> [Reading passage]
*** Begin section ***

New Jersey Superior Court, Appellate Division

January 05, 2001


Before Judges Baime, Carchman and Lintner.

The opinion of the court was delivered by: Lintner, J.A.D.


Submitted November 15, 2000

On appeal from the Superior Court of New Jersey, Chancery Division, Family Part, Bergen County.

Plaintiff, Kyron Henn-Lee, formerly Kyron McCoy, appeals an order of the Chancery Division, Family Part, denying her motion for permission to permanently move her daughter, Katherine Erin McCoy, from New Jersey to California. Plaintiff maintains that the Family Part judge erred in his application of the law to the facts established by the record. Defendant, Thomas McCoy, counters that the judge's conclusions that (1) plaintiff did not show a good faith reason for the move, and (2) the move would interfere with the best interest of the child, were supported by the factual record. We reverse and remand for further proceedings.

Plaintiff and defendant were married on April 12, 1991. Katherine was born on November 22, 1991. The infant suffered a stroke before she was born, which left her neurologically impaired. As a result, she is hemiplegic and wears a brace on her right leg, which is connected to her foot to help her walk. She has very little use of her right hand, for which she is given physical therapy. She also suffers from visual impairment and a seizure disorder, which has been treated with a fair amount of success with medication.

*** End section ***

> [Stored data entries]
*** Begin section ***

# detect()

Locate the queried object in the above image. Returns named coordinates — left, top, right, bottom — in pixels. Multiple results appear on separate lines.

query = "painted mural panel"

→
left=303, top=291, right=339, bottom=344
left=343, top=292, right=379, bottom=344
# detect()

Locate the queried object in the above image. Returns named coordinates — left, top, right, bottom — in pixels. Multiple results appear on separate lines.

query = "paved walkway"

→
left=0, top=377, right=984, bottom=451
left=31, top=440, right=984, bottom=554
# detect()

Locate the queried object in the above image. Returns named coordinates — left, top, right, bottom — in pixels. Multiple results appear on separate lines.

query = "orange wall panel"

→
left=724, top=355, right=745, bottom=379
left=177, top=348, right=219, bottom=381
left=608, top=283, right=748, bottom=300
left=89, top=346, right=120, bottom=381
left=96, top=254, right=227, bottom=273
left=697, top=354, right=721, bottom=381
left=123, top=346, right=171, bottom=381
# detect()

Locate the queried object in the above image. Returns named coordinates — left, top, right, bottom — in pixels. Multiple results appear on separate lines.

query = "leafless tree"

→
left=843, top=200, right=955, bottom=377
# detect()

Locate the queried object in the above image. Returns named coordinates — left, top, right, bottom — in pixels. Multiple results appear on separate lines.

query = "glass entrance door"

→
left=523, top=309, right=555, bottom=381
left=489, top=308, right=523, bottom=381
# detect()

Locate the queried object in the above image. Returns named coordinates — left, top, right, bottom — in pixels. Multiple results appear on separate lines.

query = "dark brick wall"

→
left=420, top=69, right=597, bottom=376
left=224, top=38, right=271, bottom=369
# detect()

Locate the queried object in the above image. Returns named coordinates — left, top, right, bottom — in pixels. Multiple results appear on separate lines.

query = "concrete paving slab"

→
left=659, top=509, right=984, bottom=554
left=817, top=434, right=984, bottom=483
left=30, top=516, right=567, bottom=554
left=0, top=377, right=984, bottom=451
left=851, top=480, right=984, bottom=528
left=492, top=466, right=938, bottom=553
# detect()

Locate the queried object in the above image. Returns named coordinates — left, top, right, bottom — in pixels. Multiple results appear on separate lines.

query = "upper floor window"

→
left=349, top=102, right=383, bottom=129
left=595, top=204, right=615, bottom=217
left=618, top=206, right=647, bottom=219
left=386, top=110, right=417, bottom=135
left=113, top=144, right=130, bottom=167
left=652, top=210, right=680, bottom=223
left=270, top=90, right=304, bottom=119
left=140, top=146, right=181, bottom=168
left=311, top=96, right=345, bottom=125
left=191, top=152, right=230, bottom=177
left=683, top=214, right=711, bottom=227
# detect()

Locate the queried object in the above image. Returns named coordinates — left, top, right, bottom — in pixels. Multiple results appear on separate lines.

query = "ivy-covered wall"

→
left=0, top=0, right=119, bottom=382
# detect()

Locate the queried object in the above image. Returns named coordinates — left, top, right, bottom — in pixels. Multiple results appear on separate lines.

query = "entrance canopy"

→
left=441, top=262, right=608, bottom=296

*** End section ***

> [Problems and tasks]
[1] Copy the court opinion word for word between "Before Judges Baime, Carchman" and "Part, Bergen County.", inclusive.
[2] According to the court opinion, on what date were the plaintiff and defendant married?

> [Solutions for each task]
[1]
Before Judges Baime, Carchman and Lintner.

The opinion of the court was delivered by: Lintner, J.A.D.


Submitted November 15, 2000

On appeal from the Superior Court of New Jersey, Chancery Division, Family Part, Bergen County.

[2] April 12, 1991.